- _Problem to work on_: Format the lines from the first one through the line containing "397), (303, 378)]" as a Markdown table with the columns Row and Line, giving each line its row number and leaving out blank lines.

- _The data_:
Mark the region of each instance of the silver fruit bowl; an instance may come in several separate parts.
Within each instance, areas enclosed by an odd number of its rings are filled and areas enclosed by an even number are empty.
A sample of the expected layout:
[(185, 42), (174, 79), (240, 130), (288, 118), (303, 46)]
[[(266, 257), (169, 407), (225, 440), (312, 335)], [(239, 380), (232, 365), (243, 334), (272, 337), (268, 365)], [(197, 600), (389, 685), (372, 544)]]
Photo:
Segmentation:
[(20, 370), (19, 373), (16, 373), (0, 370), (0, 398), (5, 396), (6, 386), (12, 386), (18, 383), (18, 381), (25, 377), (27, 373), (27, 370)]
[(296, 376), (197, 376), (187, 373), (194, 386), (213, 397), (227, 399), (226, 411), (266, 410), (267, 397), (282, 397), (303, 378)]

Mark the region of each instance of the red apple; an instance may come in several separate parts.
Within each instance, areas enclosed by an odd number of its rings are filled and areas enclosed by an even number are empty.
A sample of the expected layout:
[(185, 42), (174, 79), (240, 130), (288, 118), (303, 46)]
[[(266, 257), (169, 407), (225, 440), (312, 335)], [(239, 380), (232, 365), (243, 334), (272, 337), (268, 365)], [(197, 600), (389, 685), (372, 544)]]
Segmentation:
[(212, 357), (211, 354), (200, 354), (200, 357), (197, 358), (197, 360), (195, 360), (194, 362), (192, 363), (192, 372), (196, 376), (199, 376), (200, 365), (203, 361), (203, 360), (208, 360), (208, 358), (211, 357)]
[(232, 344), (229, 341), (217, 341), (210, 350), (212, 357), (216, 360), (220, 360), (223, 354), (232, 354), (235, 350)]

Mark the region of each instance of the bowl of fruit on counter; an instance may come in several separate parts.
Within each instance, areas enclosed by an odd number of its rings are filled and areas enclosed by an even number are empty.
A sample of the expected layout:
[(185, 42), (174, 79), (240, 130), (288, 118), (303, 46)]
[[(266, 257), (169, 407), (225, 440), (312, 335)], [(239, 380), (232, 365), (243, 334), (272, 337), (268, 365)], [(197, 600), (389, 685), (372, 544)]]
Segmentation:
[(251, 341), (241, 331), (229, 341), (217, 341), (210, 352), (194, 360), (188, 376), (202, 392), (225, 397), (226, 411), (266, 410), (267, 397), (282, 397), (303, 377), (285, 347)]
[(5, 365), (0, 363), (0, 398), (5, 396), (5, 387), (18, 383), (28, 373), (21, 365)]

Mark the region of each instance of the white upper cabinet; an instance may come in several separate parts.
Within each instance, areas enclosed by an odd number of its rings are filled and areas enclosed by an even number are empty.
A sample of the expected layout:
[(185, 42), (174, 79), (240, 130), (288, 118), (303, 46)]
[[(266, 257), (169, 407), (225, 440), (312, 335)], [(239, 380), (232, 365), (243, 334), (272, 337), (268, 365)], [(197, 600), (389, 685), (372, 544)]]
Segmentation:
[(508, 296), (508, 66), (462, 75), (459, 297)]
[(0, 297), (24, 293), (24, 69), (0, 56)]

- _Output_:
| Row | Line |
|---|---|
| 1 | Mark the region of each instance of the silver fruit bowl; an instance may come in several separate parts. |
| 2 | Within each instance, areas enclosed by an odd number of its rings are filled and areas enclosed by an even number are empty. |
| 3 | A sample of the expected layout: |
| 4 | [(185, 42), (174, 79), (240, 130), (288, 118), (303, 46)] |
| 5 | [[(266, 257), (169, 407), (225, 440), (312, 335)], [(239, 380), (232, 365), (243, 334), (272, 337), (268, 365)], [(197, 600), (389, 685), (372, 544)]] |
| 6 | Photo: |
| 7 | Segmentation: |
| 8 | [(20, 370), (19, 373), (16, 373), (0, 370), (0, 398), (5, 396), (6, 386), (12, 386), (18, 383), (18, 381), (25, 377), (27, 373), (27, 370)] |
| 9 | [(296, 376), (197, 376), (187, 373), (194, 386), (213, 397), (227, 399), (226, 411), (266, 410), (267, 397), (282, 397), (303, 378)] |